-- Exercise --
Set down every entry again word for word, please, but skip the pictures.

-- Exercise materials --
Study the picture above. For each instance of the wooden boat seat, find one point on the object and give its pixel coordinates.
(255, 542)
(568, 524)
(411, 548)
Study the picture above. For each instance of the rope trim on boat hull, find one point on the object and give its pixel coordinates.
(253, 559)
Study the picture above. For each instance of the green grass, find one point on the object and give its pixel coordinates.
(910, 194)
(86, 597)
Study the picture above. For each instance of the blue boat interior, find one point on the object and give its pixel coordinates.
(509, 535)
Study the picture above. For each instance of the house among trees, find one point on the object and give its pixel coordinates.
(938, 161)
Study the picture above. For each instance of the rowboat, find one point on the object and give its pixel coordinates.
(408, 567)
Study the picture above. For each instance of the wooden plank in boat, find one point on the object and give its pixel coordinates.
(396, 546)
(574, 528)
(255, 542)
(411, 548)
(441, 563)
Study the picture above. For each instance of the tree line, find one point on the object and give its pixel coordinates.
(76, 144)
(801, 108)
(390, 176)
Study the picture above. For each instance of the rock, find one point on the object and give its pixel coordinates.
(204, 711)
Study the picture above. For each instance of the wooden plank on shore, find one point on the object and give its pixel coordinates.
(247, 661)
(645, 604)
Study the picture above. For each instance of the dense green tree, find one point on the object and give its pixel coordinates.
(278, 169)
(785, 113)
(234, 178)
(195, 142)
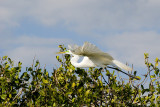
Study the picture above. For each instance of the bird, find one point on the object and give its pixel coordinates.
(93, 57)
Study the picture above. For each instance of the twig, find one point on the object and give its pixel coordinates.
(124, 72)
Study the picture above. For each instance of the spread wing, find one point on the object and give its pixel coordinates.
(93, 53)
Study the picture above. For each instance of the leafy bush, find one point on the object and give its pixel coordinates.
(70, 86)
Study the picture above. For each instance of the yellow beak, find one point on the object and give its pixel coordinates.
(60, 52)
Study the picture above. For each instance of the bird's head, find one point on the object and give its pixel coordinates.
(65, 52)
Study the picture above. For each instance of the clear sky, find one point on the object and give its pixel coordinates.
(124, 28)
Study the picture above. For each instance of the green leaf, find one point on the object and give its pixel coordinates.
(152, 76)
(87, 92)
(3, 96)
(44, 81)
(73, 85)
(138, 77)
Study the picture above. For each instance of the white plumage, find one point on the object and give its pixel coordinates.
(93, 57)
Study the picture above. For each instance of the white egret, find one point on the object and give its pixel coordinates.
(93, 57)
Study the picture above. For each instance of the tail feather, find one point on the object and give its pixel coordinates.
(121, 65)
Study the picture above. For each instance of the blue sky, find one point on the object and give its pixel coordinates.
(124, 28)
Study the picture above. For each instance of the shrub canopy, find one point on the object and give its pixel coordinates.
(70, 86)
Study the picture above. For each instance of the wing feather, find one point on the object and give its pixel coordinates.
(93, 53)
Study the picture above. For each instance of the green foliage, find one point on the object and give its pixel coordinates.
(70, 86)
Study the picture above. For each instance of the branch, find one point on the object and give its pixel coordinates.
(124, 72)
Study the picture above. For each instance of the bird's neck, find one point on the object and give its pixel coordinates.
(74, 60)
(84, 63)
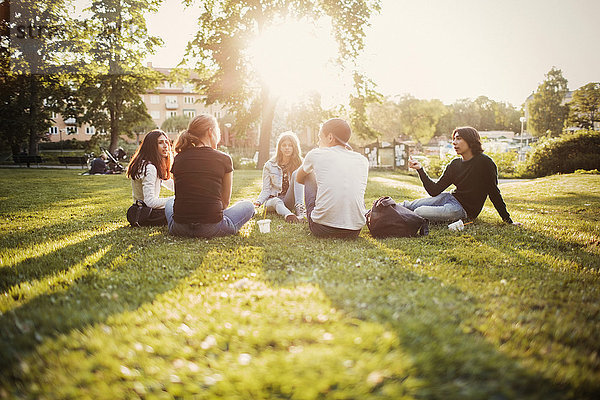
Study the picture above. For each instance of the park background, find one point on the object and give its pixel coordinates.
(93, 308)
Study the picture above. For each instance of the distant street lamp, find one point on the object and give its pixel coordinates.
(522, 119)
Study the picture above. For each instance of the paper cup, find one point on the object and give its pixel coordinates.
(457, 226)
(264, 225)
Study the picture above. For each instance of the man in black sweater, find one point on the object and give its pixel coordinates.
(475, 177)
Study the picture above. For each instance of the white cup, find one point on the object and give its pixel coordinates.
(264, 225)
(457, 226)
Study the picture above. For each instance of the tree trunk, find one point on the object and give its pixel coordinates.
(33, 115)
(115, 114)
(266, 126)
(114, 131)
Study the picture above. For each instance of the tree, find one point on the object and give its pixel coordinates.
(305, 114)
(547, 111)
(384, 117)
(584, 108)
(420, 117)
(33, 84)
(225, 32)
(114, 77)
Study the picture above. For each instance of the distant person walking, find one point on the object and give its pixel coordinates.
(335, 180)
(98, 166)
(203, 181)
(149, 170)
(281, 192)
(475, 176)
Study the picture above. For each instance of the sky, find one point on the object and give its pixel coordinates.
(452, 49)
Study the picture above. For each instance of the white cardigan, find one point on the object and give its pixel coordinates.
(147, 188)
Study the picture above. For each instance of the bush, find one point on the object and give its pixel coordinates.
(506, 163)
(565, 154)
(70, 144)
(436, 165)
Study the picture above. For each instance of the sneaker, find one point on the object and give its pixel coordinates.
(291, 219)
(301, 212)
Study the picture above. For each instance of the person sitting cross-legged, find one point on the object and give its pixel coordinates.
(475, 176)
(335, 179)
(281, 192)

-- Finished task --
Study the picture above. For each instance of the wooden boat seat, find one point on the object and give its pixel coordinates.
(255, 542)
(568, 524)
(411, 548)
Study the picture above. For each instance of the rope trim on boat hull, find one point on the object and give its pixel coordinates.
(253, 559)
Study the picture above. For each instance of the green grass, find one point on the object and give its pixel coordinates.
(910, 194)
(86, 597)
Study the picture above. For each instance of the blue boat interior, find one point on the object and give its pixel coordinates.
(509, 535)
Study the picture above. For each instance of the house among trees, find one point on the object and give its pixel coordinates.
(938, 161)
Study the picture above. For each instance of the rowboat, find one point on the object and give its pixel coordinates.
(408, 567)
Study the picture above. For each instance of the wooden plank in boat, find one point on the object and give its pixel coordinates.
(396, 546)
(574, 528)
(255, 542)
(411, 548)
(441, 563)
Study the picture above. For each instance of the tree line, find one point on the object and give its pixel coordinates.
(76, 144)
(801, 108)
(390, 176)
Study the picture above. For each instance of the rock, find one point on the object and give its pixel coordinates.
(204, 711)
Study the picture above. For each instance of the wooden plank on shore, find one point on the object and give its pixel coordinates.
(247, 661)
(645, 604)
Study the picture above. For each instance of the dense green tree, find one point on the object and give its pixel coordinates.
(278, 169)
(785, 113)
(234, 178)
(195, 142)
Study the picture above. For each instance of the bird, find one point on the object and give its pixel coordinates.
(93, 57)
Study the picture above. For each instance of the twig, find one point on the object and give its pixel coordinates.
(124, 72)
Study the picture above. For each instance of the spread wing, find one point on the object and give its pixel coordinates.
(93, 53)
Study the picture above. For each instance of the leafy bush, find one point on the object and give its pixel coordinates.
(70, 86)
Study the picture above. For each instance of the yellow beak, find one point on the object and give its pixel coordinates.
(60, 52)
Study the picture above. For each instance of the bird's head, find one point on the object and give its pixel coordinates.
(65, 52)
Study the picture above. For each instance of the clear sky, find one point on the object and give its pixel coordinates.
(124, 28)
Study the picture above. For each instance of the green leaf, find one point on the object and give its pixel coordinates.
(152, 76)
(87, 92)
(3, 96)
(44, 81)
(73, 85)
(138, 77)
Study the picture above. For each instance of the white plumage, find one point on the object and give its pixel coordinates.
(93, 57)
Study the picture above. For each instance of the white egret, find one point on the object and give its pixel coordinates.
(93, 57)
Study the picture above. For each instance of the tail feather, find one point on the object and give its pixel coordinates.
(121, 65)
Study the picture above. For each instance of the blue sky, find one point on the object and give its pixel coordinates.
(124, 28)
Study the picture above. For each instance of the shrub canopy, find one point on the object and give its pixel coordinates.
(70, 86)
Study the picture above. For each instance of the wing feather, find one point on the object and give its pixel coordinates.
(93, 53)
Study the picture above. For each instance of the green foliage, find one point on the object and give its pixel coordinates.
(70, 86)
Study the picture above. For each instance of the branch, find one point on the object and give its pixel coordinates.
(124, 72)
Study the picture above. For each instance of the bird's neck, find one point on the object and give its pixel coordinates.
(74, 60)
(84, 63)
Study the picture above. For each instance of the park background, find one point on the object and give its pixel coordinates.
(93, 308)
Study the picture above. For each instance of the distant street lamp, find one point on the object and give its pixel coordinates.
(522, 119)
Study the picture above. For each instance of the paper cup, find one point on the object and give its pixel coordinates.
(457, 226)
(264, 225)
Study the picture above. For each instance of the man in black sweater, find one point on the object and give its pixel coordinates.
(475, 177)
Study the picture above. For each instance of the white cup, find one point on the object and give its pixel coordinates.
(264, 225)
(457, 226)
Study the picture above. For each instance of the tree trunk, find one point on the object and give its pixel coordinates.
(33, 115)
(115, 114)
(266, 126)
(114, 131)
Study the picture above. For each instance of the tree, find one point on the object and give its pixel coordinates.
(305, 114)
(547, 111)
(384, 117)
(584, 108)
(420, 117)
(33, 84)
(225, 32)
(114, 77)
Study the picture above. For each instance of the distant person walking, find one point on the object and give its pixel coordinates.
(335, 180)
(98, 166)
(203, 181)
(149, 170)
(281, 192)
(475, 176)
Study the picture above. For each instance of the sky, find one point on the object and give its pixel coordinates.
(452, 49)
Study the picture above. For each instance of the white cardigan, find one point on the object and give its pixel coordinates.
(147, 188)
Study the picture above. For each instance of the bush, find one point on the object and give its pixel coordinates.
(506, 163)
(565, 154)
(70, 144)
(436, 165)
Study the picture above. For each instance of the sneaker, find one point on the object and give its pixel coordinates.
(291, 219)
(301, 212)
Study the picture above. For each instance of the person sitting cross-legged, find one point on the object and give its pixel coordinates.
(475, 176)
(335, 179)
(281, 192)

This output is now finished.